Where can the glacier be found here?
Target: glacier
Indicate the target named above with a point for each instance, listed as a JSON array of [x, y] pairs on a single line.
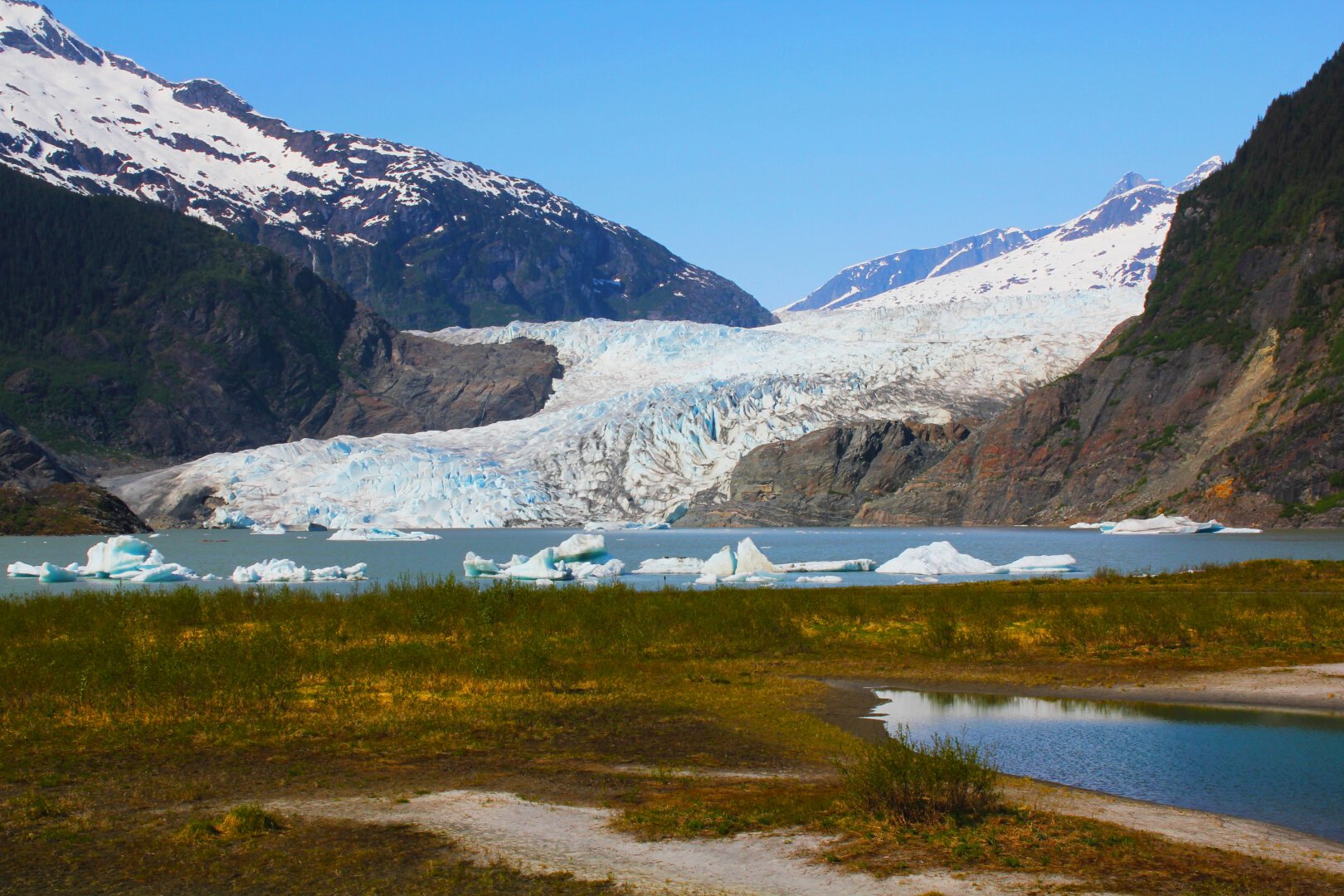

----------

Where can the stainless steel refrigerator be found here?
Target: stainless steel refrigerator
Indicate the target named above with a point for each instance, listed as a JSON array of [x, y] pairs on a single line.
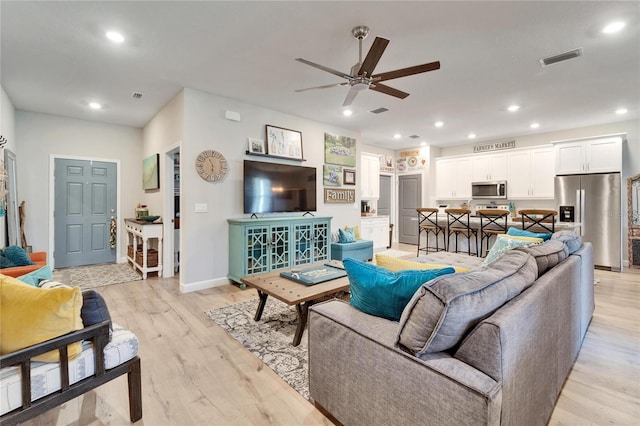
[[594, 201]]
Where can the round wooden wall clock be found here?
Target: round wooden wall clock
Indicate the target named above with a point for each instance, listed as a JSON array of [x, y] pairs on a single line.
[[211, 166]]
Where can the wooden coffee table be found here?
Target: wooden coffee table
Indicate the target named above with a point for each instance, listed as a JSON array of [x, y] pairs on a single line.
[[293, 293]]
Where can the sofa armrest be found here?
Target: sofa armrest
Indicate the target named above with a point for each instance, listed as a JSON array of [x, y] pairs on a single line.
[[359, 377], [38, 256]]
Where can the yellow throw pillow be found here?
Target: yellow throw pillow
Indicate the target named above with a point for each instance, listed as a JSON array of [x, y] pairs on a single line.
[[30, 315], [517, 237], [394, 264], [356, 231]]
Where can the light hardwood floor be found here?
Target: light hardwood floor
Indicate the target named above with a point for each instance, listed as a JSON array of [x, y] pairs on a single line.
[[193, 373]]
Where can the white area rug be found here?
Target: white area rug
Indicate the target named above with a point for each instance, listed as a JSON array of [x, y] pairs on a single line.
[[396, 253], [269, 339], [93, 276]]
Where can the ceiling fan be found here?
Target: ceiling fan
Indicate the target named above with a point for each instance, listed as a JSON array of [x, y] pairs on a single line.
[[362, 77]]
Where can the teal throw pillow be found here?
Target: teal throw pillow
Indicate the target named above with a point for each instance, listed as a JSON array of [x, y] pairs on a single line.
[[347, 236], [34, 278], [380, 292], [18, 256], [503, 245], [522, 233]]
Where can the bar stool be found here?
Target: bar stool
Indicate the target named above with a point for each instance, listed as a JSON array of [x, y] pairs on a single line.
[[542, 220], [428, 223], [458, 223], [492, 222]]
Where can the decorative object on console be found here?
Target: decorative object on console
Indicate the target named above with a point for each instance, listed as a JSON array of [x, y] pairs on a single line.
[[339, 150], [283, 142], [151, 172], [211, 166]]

----------

» Problem description
In the listing above, locate the line containing "Target: round wooden wall clock" and the line containing "Target: white area rug". Extract those two lines and every line between them, exactly as written, and only those.

» Output
Target: round wooden wall clock
Indicate the target named above with a point for each instance, listed as a JSON array of [x, y] pairs on a single line.
[[211, 166]]
Where can the wooden coffee table be found here?
Target: wooden coffee table
Indicate the target named above with a point for each instance, listed as a JSON array of [x, y] pairs on a single line.
[[293, 293]]
Where can the sofa armrest be found here?
Target: sofa armrest
Indicate the target named above with a point for each instance, listed as a JSON array of [x, y] pairs on a single line.
[[359, 377], [38, 256]]
Where can the yellow throw pillow be found here?
Target: yellow throw pillow
Indicate the target named above with a point for each instance, listed as a JSON array of [x, y] pairs on a single line.
[[30, 315], [517, 237], [394, 264], [356, 231]]
Where can the light hardwood floor be found here?
Target: light hardwood floor
Indicate the target named above with a point for each instance, listed as a JSON array of [x, y] pairs on a single line.
[[193, 373]]
Where can the white area rug be found here?
Target: white area rug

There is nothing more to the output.